WHAT YOU ARE ASKED TO DO ->
Every line in the records below that holds "thatched" must be identified and copied.
§
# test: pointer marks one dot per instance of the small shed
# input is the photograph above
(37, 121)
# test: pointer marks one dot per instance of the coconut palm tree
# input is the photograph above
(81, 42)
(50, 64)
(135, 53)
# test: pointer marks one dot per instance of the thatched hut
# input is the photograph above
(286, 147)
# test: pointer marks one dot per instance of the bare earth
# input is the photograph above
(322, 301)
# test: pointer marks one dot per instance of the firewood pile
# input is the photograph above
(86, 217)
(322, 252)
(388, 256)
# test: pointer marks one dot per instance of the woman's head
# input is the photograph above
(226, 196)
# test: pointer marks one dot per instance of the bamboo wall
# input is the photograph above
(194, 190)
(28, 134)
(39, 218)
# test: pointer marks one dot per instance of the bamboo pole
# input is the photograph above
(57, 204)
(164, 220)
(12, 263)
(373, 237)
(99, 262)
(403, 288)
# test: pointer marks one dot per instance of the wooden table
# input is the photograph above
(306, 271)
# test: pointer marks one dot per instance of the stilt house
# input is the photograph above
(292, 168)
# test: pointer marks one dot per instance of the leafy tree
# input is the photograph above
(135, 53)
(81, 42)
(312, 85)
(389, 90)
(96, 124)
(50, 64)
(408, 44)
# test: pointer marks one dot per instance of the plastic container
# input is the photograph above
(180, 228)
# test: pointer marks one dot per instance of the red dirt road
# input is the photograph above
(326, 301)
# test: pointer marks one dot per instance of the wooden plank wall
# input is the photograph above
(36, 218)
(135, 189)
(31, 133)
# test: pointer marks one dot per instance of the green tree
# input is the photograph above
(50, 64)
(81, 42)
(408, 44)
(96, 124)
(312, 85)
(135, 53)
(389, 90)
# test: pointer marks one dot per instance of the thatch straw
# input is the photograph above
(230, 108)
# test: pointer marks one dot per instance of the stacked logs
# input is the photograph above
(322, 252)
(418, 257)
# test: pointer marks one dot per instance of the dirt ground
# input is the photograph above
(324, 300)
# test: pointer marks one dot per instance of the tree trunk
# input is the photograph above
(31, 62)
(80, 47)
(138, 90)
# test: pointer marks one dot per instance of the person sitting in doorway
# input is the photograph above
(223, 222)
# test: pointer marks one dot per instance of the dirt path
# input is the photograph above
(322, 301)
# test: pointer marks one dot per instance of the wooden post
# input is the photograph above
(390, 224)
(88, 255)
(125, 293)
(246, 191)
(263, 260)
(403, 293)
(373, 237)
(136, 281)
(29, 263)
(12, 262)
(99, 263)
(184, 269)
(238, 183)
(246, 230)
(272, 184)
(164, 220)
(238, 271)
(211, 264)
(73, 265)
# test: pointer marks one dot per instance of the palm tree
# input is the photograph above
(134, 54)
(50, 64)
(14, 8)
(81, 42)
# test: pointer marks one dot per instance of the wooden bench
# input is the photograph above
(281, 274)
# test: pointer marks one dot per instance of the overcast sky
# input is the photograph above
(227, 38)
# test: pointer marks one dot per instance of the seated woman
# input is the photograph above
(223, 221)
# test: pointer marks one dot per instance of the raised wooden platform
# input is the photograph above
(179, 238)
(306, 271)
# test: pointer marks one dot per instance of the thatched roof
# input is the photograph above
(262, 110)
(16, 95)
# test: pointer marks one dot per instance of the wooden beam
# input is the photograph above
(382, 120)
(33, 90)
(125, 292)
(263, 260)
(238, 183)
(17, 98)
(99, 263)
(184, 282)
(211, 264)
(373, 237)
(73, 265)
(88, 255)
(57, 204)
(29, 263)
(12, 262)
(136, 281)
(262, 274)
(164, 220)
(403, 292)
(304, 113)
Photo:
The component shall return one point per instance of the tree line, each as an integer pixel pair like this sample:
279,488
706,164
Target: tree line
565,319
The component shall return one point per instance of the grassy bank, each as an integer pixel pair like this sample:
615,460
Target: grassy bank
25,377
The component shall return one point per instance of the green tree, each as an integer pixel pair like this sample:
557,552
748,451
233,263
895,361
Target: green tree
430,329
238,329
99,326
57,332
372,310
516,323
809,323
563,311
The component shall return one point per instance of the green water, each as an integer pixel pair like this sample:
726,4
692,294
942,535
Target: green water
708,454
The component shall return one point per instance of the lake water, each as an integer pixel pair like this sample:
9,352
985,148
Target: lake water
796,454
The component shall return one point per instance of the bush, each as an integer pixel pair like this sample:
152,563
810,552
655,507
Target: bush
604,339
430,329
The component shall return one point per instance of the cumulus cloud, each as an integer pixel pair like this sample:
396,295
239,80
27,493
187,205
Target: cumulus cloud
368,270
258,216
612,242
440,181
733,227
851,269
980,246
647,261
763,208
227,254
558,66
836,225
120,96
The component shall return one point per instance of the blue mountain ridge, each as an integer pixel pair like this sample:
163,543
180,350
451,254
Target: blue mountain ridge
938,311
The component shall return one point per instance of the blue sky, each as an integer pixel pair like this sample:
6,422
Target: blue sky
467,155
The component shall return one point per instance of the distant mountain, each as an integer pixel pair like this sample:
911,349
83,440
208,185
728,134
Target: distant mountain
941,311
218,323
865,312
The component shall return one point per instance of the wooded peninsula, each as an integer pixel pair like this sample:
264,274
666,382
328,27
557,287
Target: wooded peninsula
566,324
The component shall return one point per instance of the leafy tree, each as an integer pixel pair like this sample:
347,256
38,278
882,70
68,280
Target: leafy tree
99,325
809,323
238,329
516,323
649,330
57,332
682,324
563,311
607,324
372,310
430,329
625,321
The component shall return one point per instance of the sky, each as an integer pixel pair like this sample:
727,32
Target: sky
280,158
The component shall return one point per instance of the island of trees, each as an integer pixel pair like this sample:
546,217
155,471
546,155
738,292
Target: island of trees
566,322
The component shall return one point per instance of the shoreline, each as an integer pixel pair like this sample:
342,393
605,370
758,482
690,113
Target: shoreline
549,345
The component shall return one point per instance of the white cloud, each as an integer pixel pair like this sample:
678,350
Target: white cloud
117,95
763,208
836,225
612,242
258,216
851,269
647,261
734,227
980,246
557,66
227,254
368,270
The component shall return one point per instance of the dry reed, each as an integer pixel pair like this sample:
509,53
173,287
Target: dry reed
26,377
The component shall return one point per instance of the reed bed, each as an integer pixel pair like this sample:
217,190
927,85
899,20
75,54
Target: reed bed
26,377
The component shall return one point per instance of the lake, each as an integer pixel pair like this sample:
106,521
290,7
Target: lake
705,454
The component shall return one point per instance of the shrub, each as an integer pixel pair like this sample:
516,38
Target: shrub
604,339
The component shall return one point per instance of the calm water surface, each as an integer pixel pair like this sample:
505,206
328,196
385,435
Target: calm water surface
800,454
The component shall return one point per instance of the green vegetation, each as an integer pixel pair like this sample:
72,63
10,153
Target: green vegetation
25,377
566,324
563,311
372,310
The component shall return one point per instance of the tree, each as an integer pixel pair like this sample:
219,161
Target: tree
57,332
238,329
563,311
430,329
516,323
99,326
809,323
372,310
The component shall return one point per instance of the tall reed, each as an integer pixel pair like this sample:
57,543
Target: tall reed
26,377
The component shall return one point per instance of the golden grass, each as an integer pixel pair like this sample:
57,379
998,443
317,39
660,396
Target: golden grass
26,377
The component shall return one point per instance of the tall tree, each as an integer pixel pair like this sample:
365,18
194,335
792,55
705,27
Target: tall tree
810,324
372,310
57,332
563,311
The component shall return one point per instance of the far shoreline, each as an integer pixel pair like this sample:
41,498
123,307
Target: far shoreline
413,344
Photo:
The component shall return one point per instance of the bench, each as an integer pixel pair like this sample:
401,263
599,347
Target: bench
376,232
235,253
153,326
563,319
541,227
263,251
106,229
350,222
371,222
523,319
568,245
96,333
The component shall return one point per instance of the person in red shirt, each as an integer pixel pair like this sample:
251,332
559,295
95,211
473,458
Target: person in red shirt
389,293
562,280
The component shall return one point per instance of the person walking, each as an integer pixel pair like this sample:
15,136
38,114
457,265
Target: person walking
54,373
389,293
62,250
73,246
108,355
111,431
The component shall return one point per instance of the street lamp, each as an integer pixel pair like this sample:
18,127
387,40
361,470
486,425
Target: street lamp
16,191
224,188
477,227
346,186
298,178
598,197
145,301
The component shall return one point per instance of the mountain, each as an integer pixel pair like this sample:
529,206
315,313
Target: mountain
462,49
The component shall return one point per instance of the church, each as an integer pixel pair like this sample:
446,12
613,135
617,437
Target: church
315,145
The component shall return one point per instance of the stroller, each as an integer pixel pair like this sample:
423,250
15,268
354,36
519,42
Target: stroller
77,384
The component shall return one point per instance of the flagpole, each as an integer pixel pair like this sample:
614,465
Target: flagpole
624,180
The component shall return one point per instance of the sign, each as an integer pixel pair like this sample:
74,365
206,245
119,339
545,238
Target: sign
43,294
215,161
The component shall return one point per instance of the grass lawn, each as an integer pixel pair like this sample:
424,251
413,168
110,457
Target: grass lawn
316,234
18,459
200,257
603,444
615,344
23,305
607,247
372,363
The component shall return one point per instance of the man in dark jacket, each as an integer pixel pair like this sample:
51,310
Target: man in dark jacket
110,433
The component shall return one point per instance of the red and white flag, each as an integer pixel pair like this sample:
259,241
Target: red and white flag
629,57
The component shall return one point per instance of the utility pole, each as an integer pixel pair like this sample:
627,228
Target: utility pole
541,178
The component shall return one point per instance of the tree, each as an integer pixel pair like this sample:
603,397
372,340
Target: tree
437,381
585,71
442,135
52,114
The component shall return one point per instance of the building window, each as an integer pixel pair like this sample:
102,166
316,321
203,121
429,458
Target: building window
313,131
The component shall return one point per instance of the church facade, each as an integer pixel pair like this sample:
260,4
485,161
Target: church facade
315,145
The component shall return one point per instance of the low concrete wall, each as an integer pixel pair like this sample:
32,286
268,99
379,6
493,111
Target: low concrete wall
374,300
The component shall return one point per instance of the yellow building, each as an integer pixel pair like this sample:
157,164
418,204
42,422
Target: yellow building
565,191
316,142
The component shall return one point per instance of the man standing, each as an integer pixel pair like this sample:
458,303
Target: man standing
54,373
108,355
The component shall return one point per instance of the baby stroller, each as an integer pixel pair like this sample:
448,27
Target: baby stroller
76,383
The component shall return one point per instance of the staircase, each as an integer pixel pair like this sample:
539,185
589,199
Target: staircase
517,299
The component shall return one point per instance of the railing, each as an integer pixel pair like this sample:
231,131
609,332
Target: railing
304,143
§
ANSWER TO THIS EXERCISE ->
# test: pointer marks one dot per instance of the thatched hut
# test: pointer marks one dot per instance of the thatched roof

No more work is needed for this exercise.